Object position labeling records:

* * * * * * * * *

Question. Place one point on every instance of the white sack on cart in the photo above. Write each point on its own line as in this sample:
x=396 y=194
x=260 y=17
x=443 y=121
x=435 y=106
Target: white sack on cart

* * * * * * * * *

▸ **AIM**
Can you put every line of the records above into a numbered list, skipping any blank lines?

▸ **TASK RESULT**
1. Question. Place one point on every instance of the white sack on cart in the photo above. Write each point on its own line as in this sample:
2. x=396 y=194
3. x=260 y=17
4. x=443 y=121
5. x=435 y=106
6. Target: white sack on cart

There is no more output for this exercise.